## Source excerpt
# My pond



## s1chris (5 Jan 2013)

Howdy, just a quick post to show my pond. Built by my fair hands and approx 6000 litres. It he water stays crystal clear thanks to an allpondsoloutions all in one pump/filter/UV. No flora other than two water iris. Lightly stocked with six Israeli Koi. 






cheers Chris


----------



## Dan Crawford (5 Jan 2013)

Nice work, Chris! I bet those Israeli Koi are lovely 

do you have any photoif of the build?


----------



## Gary Nelson (5 Jan 2013)

Really nice that!  I am hopping to self build a pond this summer (if we get a summer) did you use railway sleepers?


----------



## s1chris (5 Jan 2013)

Hello all, thanks for the kind comments. believe it or not it took me and my usual mate I rope in for any DIY five hours to build on a saturday. 
Dead simple build, we built a frame using treated 2x3 and simply clad the outside with decking from Wicks (usually on offer for multiple purchase) And matches the decking out the back of the house. Once built I used allpondsoloutions underlay and liner ( bargins from ebay) then used the same decking on top to trap and cap the Liner. 
 The koi are all happy and the water stays absolutely crystal, which is a first for any pond ive had. Just glad I gave Israeli koi another chance as the colours, body shape and patterns have improved massively over the years and to be honest I would challenge anybody to tell the difference between these and Japanese.
 I would say all in including fish and all equipment it cost no more than £200. Just worth mentioning is that I had to choose a raised pond as I have a 4 year old who no doubt would have been swimming in it if it was a sunken pond. 

Cheers Chris


----------



## Ady34 (5 Jan 2013)

## Supplied data
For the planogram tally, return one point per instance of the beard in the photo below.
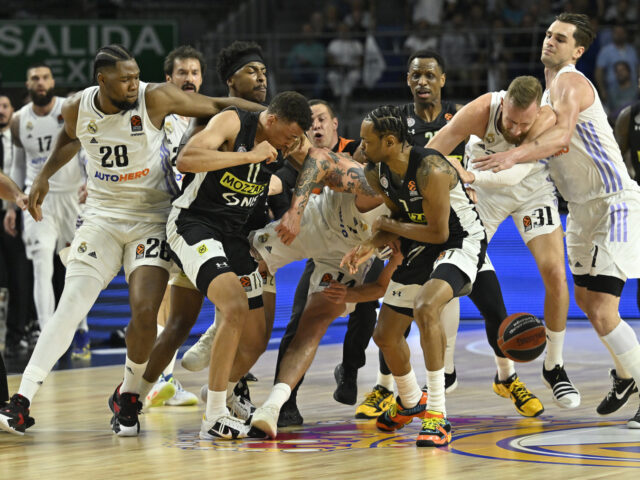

## Given exercise
From the pond thread, extract the passage that opens with the words containing "Dead simple build, we" and closes with "a sunken pond.", copying it word for word.

## Solution to the problem
Dead simple build, we built a frame using treated 2x3 and simply clad the outside with decking from Wicks (usually on offer for multiple purchase) And matches the decking out the back of the house. Once built I used allpondsoloutions underlay and liner ( bargins from ebay) then used the same decking on top to trap and cap the Liner. 
 The koi are all happy and the water stays absolutely crystal, which is a first for any pond ive had. Just glad I gave Israeli koi another chance as the colours, body shape and patterns have improved massively over the years and to be honest I would challenge anybody to tell the difference between these and Japanese.
 I would say all in including fish and all equipment it cost no more than £200. Just worth mentioning is that I had to choose a raised pond as I have a 4 year old who no doubt would have been swimming in it if it was a sunken pond.